WORK INSTRUCTION: Write out each line below exactly as it appears.

[Natural-language object grounding data]
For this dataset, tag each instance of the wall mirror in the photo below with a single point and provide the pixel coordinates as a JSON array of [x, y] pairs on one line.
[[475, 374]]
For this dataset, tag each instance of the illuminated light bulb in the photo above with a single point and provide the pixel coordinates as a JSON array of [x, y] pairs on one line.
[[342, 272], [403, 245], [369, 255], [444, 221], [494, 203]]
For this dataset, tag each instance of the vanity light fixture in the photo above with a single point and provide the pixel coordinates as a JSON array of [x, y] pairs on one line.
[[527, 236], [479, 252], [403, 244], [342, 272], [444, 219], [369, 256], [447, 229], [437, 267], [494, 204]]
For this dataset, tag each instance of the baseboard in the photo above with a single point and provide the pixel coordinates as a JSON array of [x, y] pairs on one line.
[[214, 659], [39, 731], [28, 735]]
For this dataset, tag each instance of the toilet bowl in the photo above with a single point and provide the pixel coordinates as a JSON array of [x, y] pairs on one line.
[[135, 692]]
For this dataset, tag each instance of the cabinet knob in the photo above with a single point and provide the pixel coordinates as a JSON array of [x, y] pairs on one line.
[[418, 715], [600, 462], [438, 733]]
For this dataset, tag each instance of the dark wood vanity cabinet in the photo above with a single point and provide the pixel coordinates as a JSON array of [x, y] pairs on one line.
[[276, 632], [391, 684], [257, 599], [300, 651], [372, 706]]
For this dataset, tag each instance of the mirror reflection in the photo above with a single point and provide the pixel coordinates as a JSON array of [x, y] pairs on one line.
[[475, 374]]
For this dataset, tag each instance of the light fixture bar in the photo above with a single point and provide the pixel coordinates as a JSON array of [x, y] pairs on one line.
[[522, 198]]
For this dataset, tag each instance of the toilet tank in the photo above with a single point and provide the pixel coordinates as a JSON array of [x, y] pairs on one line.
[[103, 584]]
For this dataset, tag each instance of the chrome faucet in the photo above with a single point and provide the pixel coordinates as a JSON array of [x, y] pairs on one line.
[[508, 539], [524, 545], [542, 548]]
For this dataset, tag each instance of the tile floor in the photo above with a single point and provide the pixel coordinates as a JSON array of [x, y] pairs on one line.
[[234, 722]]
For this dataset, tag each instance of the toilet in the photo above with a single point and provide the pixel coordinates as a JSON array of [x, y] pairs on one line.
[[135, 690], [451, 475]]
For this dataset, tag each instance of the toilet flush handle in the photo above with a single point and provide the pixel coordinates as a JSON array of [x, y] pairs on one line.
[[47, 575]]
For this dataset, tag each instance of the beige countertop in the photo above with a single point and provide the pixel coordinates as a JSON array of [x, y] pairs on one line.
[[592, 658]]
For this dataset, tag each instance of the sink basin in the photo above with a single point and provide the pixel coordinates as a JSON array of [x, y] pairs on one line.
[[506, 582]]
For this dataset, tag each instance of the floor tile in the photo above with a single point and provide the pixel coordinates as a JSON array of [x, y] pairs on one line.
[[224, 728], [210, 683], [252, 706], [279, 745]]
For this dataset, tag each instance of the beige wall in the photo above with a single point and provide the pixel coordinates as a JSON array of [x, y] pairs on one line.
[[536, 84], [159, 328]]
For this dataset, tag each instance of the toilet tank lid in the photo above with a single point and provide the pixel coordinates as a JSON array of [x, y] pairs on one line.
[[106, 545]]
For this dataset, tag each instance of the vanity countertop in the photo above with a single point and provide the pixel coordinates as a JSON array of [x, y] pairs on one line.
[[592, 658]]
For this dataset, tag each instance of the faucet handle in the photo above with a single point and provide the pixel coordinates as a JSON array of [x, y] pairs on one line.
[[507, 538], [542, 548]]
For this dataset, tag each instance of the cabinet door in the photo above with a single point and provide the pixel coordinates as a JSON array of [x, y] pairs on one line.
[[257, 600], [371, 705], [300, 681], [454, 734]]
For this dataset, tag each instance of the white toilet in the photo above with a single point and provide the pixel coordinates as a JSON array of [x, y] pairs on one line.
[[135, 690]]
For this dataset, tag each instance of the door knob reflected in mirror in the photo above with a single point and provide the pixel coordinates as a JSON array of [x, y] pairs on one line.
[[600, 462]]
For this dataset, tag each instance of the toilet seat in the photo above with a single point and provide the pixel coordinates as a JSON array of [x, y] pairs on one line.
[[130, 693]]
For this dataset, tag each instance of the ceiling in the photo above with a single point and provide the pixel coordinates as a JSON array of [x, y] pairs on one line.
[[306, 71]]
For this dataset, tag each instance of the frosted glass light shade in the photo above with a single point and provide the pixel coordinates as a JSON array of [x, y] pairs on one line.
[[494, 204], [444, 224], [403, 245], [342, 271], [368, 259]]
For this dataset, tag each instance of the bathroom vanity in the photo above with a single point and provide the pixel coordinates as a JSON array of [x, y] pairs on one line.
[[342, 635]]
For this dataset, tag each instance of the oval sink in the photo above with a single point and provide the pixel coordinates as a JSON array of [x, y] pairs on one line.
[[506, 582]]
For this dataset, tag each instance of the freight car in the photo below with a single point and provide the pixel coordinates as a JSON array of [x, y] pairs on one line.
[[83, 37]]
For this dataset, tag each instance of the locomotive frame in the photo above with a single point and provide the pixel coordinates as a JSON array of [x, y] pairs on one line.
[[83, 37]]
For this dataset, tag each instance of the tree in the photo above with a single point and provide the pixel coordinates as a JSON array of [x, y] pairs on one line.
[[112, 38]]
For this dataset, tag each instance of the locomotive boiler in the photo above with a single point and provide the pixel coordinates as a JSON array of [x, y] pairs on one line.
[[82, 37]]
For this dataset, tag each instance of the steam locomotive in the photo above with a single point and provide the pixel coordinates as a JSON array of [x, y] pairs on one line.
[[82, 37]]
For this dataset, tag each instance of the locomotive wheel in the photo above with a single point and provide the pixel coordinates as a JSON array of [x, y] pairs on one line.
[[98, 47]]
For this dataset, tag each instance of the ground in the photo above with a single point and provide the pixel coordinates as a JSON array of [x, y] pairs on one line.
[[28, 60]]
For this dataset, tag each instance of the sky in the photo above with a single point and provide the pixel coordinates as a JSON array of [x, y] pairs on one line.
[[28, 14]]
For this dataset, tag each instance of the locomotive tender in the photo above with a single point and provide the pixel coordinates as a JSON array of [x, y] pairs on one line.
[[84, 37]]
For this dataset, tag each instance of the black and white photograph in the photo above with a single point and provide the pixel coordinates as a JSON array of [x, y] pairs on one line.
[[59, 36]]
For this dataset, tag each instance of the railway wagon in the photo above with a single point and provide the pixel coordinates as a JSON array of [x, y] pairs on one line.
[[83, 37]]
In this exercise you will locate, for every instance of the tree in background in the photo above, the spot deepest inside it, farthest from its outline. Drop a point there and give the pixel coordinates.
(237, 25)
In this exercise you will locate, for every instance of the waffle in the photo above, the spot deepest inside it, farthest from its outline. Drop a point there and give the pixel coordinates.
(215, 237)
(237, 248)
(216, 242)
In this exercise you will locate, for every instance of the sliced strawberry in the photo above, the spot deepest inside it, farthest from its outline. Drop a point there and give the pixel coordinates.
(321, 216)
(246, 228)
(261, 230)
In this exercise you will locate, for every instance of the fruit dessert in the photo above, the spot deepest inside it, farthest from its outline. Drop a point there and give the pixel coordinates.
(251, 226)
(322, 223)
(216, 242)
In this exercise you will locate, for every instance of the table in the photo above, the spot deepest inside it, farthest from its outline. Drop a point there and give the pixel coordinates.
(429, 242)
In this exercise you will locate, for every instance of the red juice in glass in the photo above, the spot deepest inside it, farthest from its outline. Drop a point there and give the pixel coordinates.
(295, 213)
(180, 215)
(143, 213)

EXERCISE ANSWER:
For this dataset, tag each instance of the wall mirror in the photo below with a single point and provide the pixel coordinates as a JSON array of [x, y] pairs on one line.
[[475, 374]]
For this dataset, tag each instance of the illuminated light bulb in the photo above with a single point and provide the pixel coordinates as a JSON array of [x, y] pairs on one line.
[[342, 272], [403, 245], [369, 255], [444, 221], [494, 203]]
For this dataset, tag each instance of the vanity light fixture in the photo above with a single point and provide the pixel coordinates as a JSON array of [x, y] pairs on one line.
[[527, 236], [479, 252], [403, 244], [342, 272], [444, 219], [369, 256], [447, 229], [437, 267], [494, 204]]
For this dataset, tag each instance of the baseboard in the photo above with a single point and provide the pixel coordinates as a JSON array of [x, y] pairs on one line.
[[214, 659], [39, 731], [28, 735]]
For this dataset, tag each instance of the toilet bowl in the photo above with a single point and provide the pixel coordinates as a JSON array of [x, y] pairs on one line.
[[135, 692]]
For this dataset, tag each instance of the cabinet knob in the photo above with a single point and provide the pixel coordinates as a JSON array of [x, y] pairs on one line.
[[418, 715], [600, 462], [438, 733]]
For this dataset, tag each instance of the dark wood vanity cabinet in the photo above with a single point and provide the pixel coordinates as a JSON array of [x, y] pairs on one line.
[[276, 632], [391, 684], [257, 599], [300, 651], [372, 706]]
For this dataset, tag each instance of the mirror reflection in the photo above with a single point and provide the pixel coordinates as a JSON array of [x, y] pairs on one line.
[[475, 374]]
For this dataset, tag each instance of the light fixture bar in the photo above with a single point and provide the pixel coordinates as a JSON array of [x, y] pairs on one line.
[[522, 198]]
For this dataset, tag each instance of the toilet tank in the photo above with a single point and provide the pixel coordinates as a JSON array of [x, y] pairs on one line.
[[103, 584]]
For this dataset, tag each instance of the chrome faucet in the photo above with a single point and provide the pixel coordinates as a JSON array of [x, y] pairs on one line.
[[508, 539], [524, 545], [542, 548]]
For this dataset, tag each instance of the tile floor in the photo above with a single point and provide the pixel coordinates as a JSON array of [x, y] pairs on one line.
[[234, 722]]
For this dataset, tag each instance of the toilet in the photo above with a single point and provide the pixel coordinates as a JSON array of [x, y] pairs on one line.
[[135, 690], [451, 475]]
For this dataset, tag each instance of the toilet flush handle in the photo above with a single point and provide the pixel coordinates as a JSON array of [x, y] pairs on one line.
[[47, 575]]
For this dataset, tag each instance of the beige countertop in the photo above with a single point and provide the pixel coordinates as a JSON array of [x, y] pairs on one line.
[[592, 658]]
For this dataset, tag each instance of the sink basin in the photo above with a single point and provide the pixel coordinates as a JSON array of [x, y] pairs on one line.
[[506, 582]]
For this dataset, tag each instance of the floor tile in the photo above with a single point and provide the pixel coordinates as a JSON array of [x, y] pairs on one line.
[[224, 728], [210, 683], [252, 706], [279, 745]]
For this dataset, tag each instance of the beige wall in the photo above with a single point and provide the pixel coordinates as a JSON array of [x, y] pairs on one line.
[[536, 84], [159, 328]]
For this dataset, tag each instance of the toilet tank lid in the photo above with a single point and provide the pixel coordinates as a JSON array of [x, y] pairs on one line.
[[106, 545]]
For this dataset, tag each instance of the vanity countertop in the photo above with a single point and provide the pixel coordinates as a JSON array of [x, y] pairs on one line.
[[592, 658]]
For this dataset, tag each instance of the faucet handle in the photo above with a single point and provide the pixel coordinates as a JSON array of [x, y] pairs on one line.
[[507, 538], [542, 548]]
For this dataset, tag each instance of the cabinet door in the photo above with a single point and provide the pixel coordinates as a JSON array of [x, y] pairs on one line.
[[257, 600], [371, 705], [300, 681], [454, 734]]
For this dataset, tag each instance of the white toilet in the photo above with a single point and provide the pixel coordinates as a JSON array of [x, y] pairs on one line.
[[135, 690]]
For this dataset, tag each instance of the door knob reflected in mirror in the photo above with a single point and provide the pixel coordinates as a JSON array of [x, y] pairs on one line.
[[600, 462]]
For this dataset, tag each instance of the toilet seat in the photo above with a single point and provide the pixel coordinates as a JSON array of [x, y] pairs on one line.
[[130, 693]]
For this dataset, tag each instance of the ceiling in the photo above with a single point and provide the pixel coordinates as a JSON array of [x, y] pairs on one line.
[[306, 71]]
For this dataset, tag each instance of the frosted glass light shade in the photo above with a single point and provide the pixel coordinates as a JSON array of [x, y] pairs on one line.
[[494, 204], [444, 224], [403, 245], [342, 271], [368, 259]]
For this dataset, tag each instance of the bathroom vanity in the photo above with a single point and provide the pixel coordinates as a JSON array of [x, y] pairs on one line.
[[342, 635]]
For this dataset, tag each instance of the oval sink in the photo above with a single point and provide the pixel coordinates as a JSON array of [x, y] pairs on one line.
[[506, 582]]
For this dataset, tag each instance of the freight car in the photo below with a single point and provide the pixel coordinates as a JSON array of [x, y] pairs on one line.
[[83, 37]]
For this dataset, tag each instance of the locomotive frame in the photo above with a single point and provide the pixel coordinates as a JSON array of [x, y] pairs on one line.
[[83, 37]]
For this dataset, tag each instance of the tree in the photo above with a single point and provide the pixel coordinates as a JSON array of [x, y] pairs on one line.
[[112, 38]]
For this dataset, tag each instance of the locomotive boiler in the photo above with a single point and provide the pixel coordinates as a JSON array of [x, y] pairs on one line.
[[82, 37]]
For this dataset, tag each instance of the steam locomotive in the photo above with a single point and provide the pixel coordinates as a JSON array of [x, y] pairs on one line.
[[82, 37]]
For this dataset, tag each instance of the locomotive wheel in the photo above with a single point and provide the pixel coordinates as a JSON array of [x, y] pairs on one line.
[[98, 47]]
For this dataset, tag each instance of the ground in the photo above with a single point and provide the pixel coordinates as a JSON array of [x, y] pairs on one line.
[[28, 60]]
For this dataset, tag each instance of the sky in the photo above with a single point and provide the pixel coordinates as a JSON array of [x, y] pairs on one line.
[[28, 14]]
For this dataset, tag each instance of the locomotive tender in the photo above with a single point and provide the pixel coordinates as a JSON array of [x, y] pairs on one line.
[[84, 37]]
For this dataset, tag each instance of the black and white photograph in the photo above with a single point and provide the pixel coordinates as a JSON array of [x, y] pairs on one line.
[[59, 36]]
For this dataset, tag each instance of the railway wagon in the photo above with a single point and provide the pixel coordinates as a JSON array of [x, y] pairs on one line.
[[83, 37]]
In this exercise you will locate, for every instance of the tree in background in the photo above, the spot deepest inside it, farthest from its outline. Drop a point there and give the pixel coordinates.
(237, 25)
In this exercise you will locate, for every instance of the waffle in the photo above, the spot deepest inside it, farthest from its outline. Drop a point there and give the pixel coordinates.
(215, 237)
(237, 248)
(216, 242)
In this exercise you will locate, for every instance of the sliced strawberry in the photo above, the spot deepest inside it, farthest from its outline. Drop a point there and give the pixel coordinates.
(321, 216)
(246, 228)
(261, 230)
In this exercise you will locate, for every instance of the fruit dessert in the photo above, the spot deepest inside it, farthest from its outline. Drop a point there and give the pixel coordinates.
(251, 226)
(322, 223)
(216, 242)
In this exercise you will locate, for every instance of the table in the photo above, the spot deepest inside it, farthest from its outline. Drop a point there and give the pixel coordinates.
(429, 242)
In this exercise you will locate, for every instance of the red juice in glass in the photo above, the spot deepest inside it, farthest from its outline. Drop a point there and give the pixel coordinates.
(295, 213)
(180, 215)
(143, 213)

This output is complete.